PROBLEM DETAILS ▸
Repeat the records below word for word, from the line containing "Rules: pick out each instance of the waterfall" through the end of the records. Leave the pictures out of your answer.

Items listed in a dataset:
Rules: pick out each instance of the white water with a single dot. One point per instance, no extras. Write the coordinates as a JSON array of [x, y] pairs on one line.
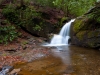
[[62, 38]]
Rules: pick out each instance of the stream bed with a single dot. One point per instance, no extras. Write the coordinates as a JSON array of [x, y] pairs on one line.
[[66, 60]]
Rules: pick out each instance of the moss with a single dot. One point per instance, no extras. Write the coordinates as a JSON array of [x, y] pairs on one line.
[[93, 33], [78, 24], [81, 34]]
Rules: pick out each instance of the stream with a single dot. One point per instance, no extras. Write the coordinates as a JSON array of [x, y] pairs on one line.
[[66, 60]]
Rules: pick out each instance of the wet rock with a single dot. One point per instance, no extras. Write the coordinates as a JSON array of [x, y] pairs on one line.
[[5, 70], [14, 71]]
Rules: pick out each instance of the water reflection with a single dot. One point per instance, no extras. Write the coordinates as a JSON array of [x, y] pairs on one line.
[[65, 60]]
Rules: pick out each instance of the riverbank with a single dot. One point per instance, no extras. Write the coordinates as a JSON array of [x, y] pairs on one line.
[[24, 49]]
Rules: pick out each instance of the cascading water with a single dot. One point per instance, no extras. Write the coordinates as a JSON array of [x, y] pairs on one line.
[[63, 37]]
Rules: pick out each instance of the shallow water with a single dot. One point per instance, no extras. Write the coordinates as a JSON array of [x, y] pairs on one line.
[[69, 60]]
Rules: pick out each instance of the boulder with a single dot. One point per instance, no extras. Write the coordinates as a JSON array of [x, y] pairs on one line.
[[85, 31]]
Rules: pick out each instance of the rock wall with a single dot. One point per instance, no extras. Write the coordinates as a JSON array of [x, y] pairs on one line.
[[85, 30]]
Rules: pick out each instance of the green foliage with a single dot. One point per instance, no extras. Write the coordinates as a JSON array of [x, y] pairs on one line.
[[74, 7], [95, 15], [37, 28], [11, 14], [8, 34]]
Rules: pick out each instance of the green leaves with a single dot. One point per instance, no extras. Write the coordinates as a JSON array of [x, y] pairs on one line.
[[7, 34]]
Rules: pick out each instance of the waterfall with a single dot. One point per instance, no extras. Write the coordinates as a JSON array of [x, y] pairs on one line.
[[63, 37]]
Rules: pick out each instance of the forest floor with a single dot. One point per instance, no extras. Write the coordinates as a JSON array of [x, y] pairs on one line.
[[24, 49]]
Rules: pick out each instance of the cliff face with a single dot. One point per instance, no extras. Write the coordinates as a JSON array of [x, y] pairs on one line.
[[85, 30]]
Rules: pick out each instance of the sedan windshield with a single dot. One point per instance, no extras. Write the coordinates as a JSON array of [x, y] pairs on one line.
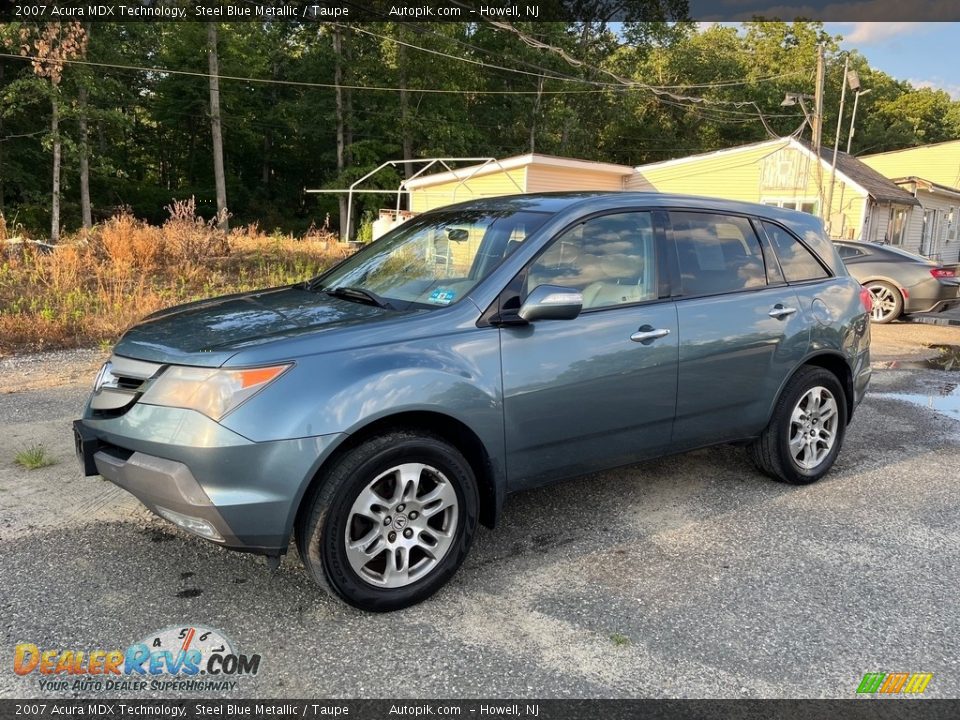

TASK OUTPUT ▸
Rules: pick out each instance of the waterfall with a single dot. One point per instance, no extras. Write the coordinates as a JSON array of [x, y] pairs on one line.
[[63, 37]]
Rules: pick out each instance of the forest floor with a single dot. One point per instance, no extras. Write the coordinates as a JSON array of [x, y] pairs on one line.
[[24, 49]]
Rules: pick out each instance of the cliff face with a single dot. One point per instance, no extras. Write the coordinates as a JSON array of [x, y] pairs on one line.
[[85, 30]]
Rules: pick out each instance of the sedan windshield with a single dot. One point per instance, no extras. Write the coordinates as a JSON array of [x, y] pairs on one line.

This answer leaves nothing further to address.